**Try it:** Repeat the records below verbatim.

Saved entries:

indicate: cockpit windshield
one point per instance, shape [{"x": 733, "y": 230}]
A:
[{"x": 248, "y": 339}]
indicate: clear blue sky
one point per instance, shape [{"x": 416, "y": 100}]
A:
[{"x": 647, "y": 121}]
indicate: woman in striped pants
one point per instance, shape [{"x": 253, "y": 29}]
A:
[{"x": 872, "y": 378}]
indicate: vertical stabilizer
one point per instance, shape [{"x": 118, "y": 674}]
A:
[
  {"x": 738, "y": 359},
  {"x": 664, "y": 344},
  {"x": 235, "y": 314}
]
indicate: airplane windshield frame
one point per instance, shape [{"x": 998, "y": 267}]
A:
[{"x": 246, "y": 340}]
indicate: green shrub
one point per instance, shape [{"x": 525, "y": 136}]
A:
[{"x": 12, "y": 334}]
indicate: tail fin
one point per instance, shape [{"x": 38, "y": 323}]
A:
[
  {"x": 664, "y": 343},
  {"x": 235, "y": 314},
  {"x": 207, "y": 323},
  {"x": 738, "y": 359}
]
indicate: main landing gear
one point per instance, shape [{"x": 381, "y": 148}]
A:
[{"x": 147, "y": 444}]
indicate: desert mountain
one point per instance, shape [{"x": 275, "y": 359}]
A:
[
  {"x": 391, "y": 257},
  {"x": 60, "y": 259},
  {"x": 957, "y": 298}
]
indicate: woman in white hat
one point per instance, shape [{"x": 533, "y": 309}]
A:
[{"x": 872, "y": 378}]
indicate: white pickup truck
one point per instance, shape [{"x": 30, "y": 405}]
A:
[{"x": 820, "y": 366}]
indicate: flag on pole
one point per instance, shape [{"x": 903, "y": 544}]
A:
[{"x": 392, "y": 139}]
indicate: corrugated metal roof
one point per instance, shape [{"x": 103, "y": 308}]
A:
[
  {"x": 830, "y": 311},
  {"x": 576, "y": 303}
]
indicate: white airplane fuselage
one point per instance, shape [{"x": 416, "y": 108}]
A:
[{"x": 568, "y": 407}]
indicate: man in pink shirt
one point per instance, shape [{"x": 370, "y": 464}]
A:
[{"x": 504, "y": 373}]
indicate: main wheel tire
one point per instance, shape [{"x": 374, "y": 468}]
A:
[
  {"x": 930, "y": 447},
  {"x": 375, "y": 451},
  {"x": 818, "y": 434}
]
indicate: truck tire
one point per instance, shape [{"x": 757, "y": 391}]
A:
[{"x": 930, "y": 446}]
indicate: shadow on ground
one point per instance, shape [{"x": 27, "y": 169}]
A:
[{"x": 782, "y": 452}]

**Your response:**
indicate: cockpit windshield
one point per instance, shape [{"x": 733, "y": 230}]
A:
[{"x": 248, "y": 339}]
indicate: clear blue sky
one point per instance, shape [{"x": 416, "y": 100}]
A:
[{"x": 647, "y": 121}]
indicate: woman in striped pants
one point per instance, shape [{"x": 253, "y": 29}]
A:
[{"x": 872, "y": 378}]
indicate: vertical stabilizer
one point per instance, shape [{"x": 118, "y": 674}]
A:
[
  {"x": 738, "y": 359},
  {"x": 664, "y": 344},
  {"x": 235, "y": 314}
]
indicate: airplane windshield frame
one point per instance, shape [{"x": 998, "y": 267}]
A:
[{"x": 246, "y": 340}]
indicate: green shrub
one point per instance, shape [{"x": 525, "y": 136}]
A:
[{"x": 12, "y": 334}]
indicate: tail fin
one point per instance, shape [{"x": 38, "y": 323}]
A:
[
  {"x": 664, "y": 343},
  {"x": 235, "y": 314},
  {"x": 207, "y": 323},
  {"x": 738, "y": 359}
]
indicate: main landing gear
one point per instance, shape [{"x": 381, "y": 148}]
A:
[{"x": 147, "y": 444}]
indicate: desert mountain
one point per instance, shape [{"x": 275, "y": 359}]
A:
[
  {"x": 391, "y": 257},
  {"x": 60, "y": 259},
  {"x": 957, "y": 298}
]
indicate: woman in white hat
one point per instance, shape [{"x": 533, "y": 309}]
A:
[{"x": 872, "y": 378}]
indicate: white pickup truck
one point per instance, shape [{"x": 30, "y": 405}]
A:
[{"x": 820, "y": 366}]
indicate: flag on pole
one point per instance, shape [{"x": 903, "y": 544}]
A:
[{"x": 392, "y": 139}]
indicate: corrugated metal roof
one point per instance, shape [{"x": 103, "y": 308}]
A:
[
  {"x": 830, "y": 311},
  {"x": 576, "y": 303}
]
indicate: white airplane fuselage
one point per instance, shape [{"x": 416, "y": 108}]
A:
[{"x": 568, "y": 407}]
indicate: man in pink shirt
one point per instance, shape [{"x": 370, "y": 464}]
A:
[{"x": 504, "y": 373}]
indicate: main wheel tire
one point per instance, shape [{"x": 374, "y": 468}]
A:
[
  {"x": 930, "y": 447},
  {"x": 375, "y": 451},
  {"x": 818, "y": 434}
]
indicate: truck tire
one point per instance, shape [{"x": 757, "y": 391}]
A:
[{"x": 930, "y": 446}]
indicate: shadow on ground
one point per instance, shape [{"x": 27, "y": 169}]
A:
[{"x": 782, "y": 452}]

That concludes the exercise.